■ **Entries supplied**:
* * *

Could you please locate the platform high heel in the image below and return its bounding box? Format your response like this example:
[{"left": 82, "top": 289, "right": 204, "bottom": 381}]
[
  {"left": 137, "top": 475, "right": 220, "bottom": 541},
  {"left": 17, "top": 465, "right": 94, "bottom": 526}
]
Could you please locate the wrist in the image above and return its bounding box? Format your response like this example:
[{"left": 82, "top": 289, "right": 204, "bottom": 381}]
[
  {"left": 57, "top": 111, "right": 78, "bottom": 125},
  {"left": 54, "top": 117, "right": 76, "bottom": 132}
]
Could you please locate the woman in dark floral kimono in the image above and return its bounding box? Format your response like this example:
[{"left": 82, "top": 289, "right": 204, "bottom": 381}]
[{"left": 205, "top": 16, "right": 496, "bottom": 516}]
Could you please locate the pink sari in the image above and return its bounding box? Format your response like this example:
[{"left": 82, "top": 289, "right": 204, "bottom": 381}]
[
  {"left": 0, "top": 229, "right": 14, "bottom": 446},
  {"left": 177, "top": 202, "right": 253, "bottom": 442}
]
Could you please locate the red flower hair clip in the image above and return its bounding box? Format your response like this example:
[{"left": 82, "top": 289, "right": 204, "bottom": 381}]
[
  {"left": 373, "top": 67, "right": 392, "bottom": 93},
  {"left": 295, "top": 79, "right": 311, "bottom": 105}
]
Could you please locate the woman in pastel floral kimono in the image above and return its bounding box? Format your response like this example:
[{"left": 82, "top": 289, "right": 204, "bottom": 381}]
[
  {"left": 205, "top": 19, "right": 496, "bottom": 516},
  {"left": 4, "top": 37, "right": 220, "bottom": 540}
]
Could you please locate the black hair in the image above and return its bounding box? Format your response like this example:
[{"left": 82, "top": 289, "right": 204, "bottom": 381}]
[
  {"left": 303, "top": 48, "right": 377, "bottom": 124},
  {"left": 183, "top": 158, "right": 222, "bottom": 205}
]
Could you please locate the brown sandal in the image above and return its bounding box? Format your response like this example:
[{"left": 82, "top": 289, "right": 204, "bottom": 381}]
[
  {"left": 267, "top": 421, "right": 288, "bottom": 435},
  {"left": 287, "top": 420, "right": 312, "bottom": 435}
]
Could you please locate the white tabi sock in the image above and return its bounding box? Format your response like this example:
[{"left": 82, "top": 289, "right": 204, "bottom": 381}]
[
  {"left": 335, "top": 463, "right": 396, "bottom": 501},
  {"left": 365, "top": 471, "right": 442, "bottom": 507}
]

* * *

Reproduce the part of the material that opens with the line containing "Could you please locate the white" and closes at the end of the material, swapping "white tabi sock" for "beige tabi sock" and leaving everything else unchanged.

■ **Expected answer**:
Could you please locate the beige tabi sock in the image above and return its bounding box? Format your response like this example:
[{"left": 82, "top": 289, "right": 204, "bottom": 381}]
[
  {"left": 335, "top": 463, "right": 396, "bottom": 501},
  {"left": 365, "top": 471, "right": 442, "bottom": 507}
]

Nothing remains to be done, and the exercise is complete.